§ What to produce: When counting, include every line of the data that holds "cockpit", then state the total alone.

§ Data for processing:

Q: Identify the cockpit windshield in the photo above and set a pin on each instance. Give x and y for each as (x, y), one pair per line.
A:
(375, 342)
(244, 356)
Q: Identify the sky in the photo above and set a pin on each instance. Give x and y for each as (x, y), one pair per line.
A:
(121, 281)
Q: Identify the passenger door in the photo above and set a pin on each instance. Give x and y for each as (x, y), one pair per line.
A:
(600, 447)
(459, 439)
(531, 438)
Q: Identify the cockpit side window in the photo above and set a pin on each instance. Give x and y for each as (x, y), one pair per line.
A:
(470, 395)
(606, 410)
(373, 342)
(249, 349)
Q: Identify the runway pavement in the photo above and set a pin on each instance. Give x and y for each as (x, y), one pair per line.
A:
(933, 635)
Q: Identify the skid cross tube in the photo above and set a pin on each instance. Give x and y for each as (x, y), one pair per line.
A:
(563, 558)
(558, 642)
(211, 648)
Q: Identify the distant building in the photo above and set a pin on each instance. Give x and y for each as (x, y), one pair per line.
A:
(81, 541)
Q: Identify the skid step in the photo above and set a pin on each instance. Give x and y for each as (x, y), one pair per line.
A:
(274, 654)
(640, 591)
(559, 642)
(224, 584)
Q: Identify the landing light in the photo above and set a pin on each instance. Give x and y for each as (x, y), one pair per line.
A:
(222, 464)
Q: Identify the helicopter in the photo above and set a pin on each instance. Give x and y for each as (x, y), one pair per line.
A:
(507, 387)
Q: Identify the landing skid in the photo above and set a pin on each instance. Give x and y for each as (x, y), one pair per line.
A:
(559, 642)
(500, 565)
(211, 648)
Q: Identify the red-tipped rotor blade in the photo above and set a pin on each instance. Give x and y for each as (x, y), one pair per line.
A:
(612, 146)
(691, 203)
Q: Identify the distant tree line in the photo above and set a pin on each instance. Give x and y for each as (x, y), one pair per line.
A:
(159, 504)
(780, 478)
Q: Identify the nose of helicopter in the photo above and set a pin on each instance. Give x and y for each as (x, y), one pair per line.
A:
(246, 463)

§ Task result: 2